- [Exercise prompt] Each record below should be repeated precisely as written.

-- Start of Records supplied --

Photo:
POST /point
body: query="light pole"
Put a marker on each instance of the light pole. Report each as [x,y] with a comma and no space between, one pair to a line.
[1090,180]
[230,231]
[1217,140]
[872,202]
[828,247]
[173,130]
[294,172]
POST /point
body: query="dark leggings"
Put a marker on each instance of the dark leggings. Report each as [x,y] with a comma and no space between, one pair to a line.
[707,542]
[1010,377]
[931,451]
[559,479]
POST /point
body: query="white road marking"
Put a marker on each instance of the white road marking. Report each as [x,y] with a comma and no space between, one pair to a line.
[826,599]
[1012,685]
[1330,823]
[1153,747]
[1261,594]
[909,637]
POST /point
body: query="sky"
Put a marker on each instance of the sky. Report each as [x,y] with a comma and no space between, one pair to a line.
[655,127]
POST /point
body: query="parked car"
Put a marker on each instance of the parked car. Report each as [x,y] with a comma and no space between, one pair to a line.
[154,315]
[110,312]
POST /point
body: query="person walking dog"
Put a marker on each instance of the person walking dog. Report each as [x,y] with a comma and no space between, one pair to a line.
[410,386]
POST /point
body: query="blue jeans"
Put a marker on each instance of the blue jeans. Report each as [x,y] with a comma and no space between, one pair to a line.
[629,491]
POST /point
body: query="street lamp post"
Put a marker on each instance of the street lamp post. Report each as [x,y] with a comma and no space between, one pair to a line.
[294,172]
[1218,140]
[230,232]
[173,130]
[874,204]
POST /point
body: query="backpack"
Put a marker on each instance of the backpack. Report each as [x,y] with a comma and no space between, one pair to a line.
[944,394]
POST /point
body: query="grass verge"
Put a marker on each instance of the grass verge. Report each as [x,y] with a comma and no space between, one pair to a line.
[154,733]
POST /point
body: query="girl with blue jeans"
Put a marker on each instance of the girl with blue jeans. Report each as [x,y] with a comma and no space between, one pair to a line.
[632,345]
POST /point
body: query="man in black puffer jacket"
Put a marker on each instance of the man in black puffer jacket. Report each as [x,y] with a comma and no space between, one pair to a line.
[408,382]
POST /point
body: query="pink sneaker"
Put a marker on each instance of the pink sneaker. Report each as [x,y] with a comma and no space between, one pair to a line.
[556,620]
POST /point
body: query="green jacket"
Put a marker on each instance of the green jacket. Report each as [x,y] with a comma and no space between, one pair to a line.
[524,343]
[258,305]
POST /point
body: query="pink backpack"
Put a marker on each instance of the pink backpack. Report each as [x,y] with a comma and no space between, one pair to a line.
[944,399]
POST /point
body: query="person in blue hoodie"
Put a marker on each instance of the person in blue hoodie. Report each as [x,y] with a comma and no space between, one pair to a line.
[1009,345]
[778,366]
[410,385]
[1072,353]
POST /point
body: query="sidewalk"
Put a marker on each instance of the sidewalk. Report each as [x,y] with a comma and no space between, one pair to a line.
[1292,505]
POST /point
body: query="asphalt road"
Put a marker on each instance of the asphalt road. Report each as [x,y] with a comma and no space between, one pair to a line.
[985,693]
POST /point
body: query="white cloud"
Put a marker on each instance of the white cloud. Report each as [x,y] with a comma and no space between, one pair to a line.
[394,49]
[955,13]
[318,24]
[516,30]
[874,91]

-- End of Records supplied --

- [Reply]
Photo:
POST /point
body: query="light pole"
Put a marker on each instance of the light pole. Report each as [x,y] with a comma and no space between, one pair to a line.
[1090,180]
[230,231]
[1217,140]
[872,202]
[828,247]
[173,130]
[294,172]
POST /point
body: query="dark leggings"
Put a marker on each instance of the dark leggings. Report each as [x,y] with a comma and no space between, one pair to a line.
[707,542]
[1010,377]
[931,451]
[559,479]
POST /point
body: query="white road marking"
Put a marker on each instance of the white road marking. Report each as [x,y] with a comma and no space between, one pair to a line.
[826,599]
[1012,685]
[1330,823]
[1153,747]
[1261,594]
[909,637]
POST /point
body: query="sky"
Put a marker on each instance of the sky. Report each as [x,y] with a comma and no space between, one pair to a line.
[655,127]
POST /point
body: query="parked car"
Put a marker on each instance of the parked car. Report each as [x,y] with a comma and no space between, one pair to a line.
[154,315]
[110,312]
POST /point
body: query="person walking dog"
Put a marker on each instance of the person walking dog. Report each as [x,y] with a comma and no space between, one pair to a line.
[410,386]
POST /point
body: query="blue jeans"
Put a marker on each instance of the blue jeans. Report each as [x,y] with a comma and no space between, one pair to a line.
[629,491]
POST /point
body: query="street lamp post"
Put a marker on each instance of the street lamp post. Report each as [x,y] with a comma and no space between, one pair to a line.
[294,172]
[1218,140]
[230,232]
[173,130]
[874,204]
POST /point
body: query="backpack"
Put a marker on each instance of the backpack. Report each as [x,y] with a comma and no space between, one pair to a line.
[944,394]
POST /point
body: query="grass verge"
Put a marker on each instance of the grass verge. Report each as [x,y] with a comma and no space between, one pair to a line.
[154,733]
POST /point
body: query="girl with blue jeans"
Put a marker on each instance of the girl with blue jeans. Report each as [x,y] with a comma and no space between, one pair to a line.
[632,345]
POST /point
body: query="man in black puffer jacket"
Put a marker on each instance of the man in black puffer jacket. Report each as [x,y] with a comma and no space between, one pair to a line.
[408,382]
POST /point
body: query="pink sneaker"
Put a marker on each instance of the pink sneaker. Report each as [x,y] with a comma and no space between, one pair to a line.
[556,620]
POST /point
body: query="green jacket"
Put a marker on each instance of the green jacket. Report each as [x,y] with a comma and no space between, one pair to a line.
[524,343]
[258,305]
POST /point
body: query="pink backpack"
Put a marker on each instance of the pink backpack. Report each as [x,y] with a comma and no space between, one pair to a line.
[944,399]
POST /point
body: query="person in blue hoodie"
Put a marker on each instance of the person in blue hoodie. Report each as [x,y] with a comma and no space between, one pair to a line.
[1009,345]
[778,366]
[410,385]
[1072,353]
POST /point
body: query="sidewalk"
Put a marker on each instance of the sidewalk. Report each as [x,y] with a comma and no space between, one pair to a line.
[1292,505]
POST /point
body: query="asphalt road"
Put a marker on each instance of the asphalt road. Report each as [x,y] with a comma and no space between, one pair to a line.
[985,693]
POST /point
body: query="white cloud"
Put a marker on each instance of the white cloud. Report each as [x,y] with a comma and no space between, one pair to a line.
[394,49]
[955,13]
[318,24]
[516,30]
[874,91]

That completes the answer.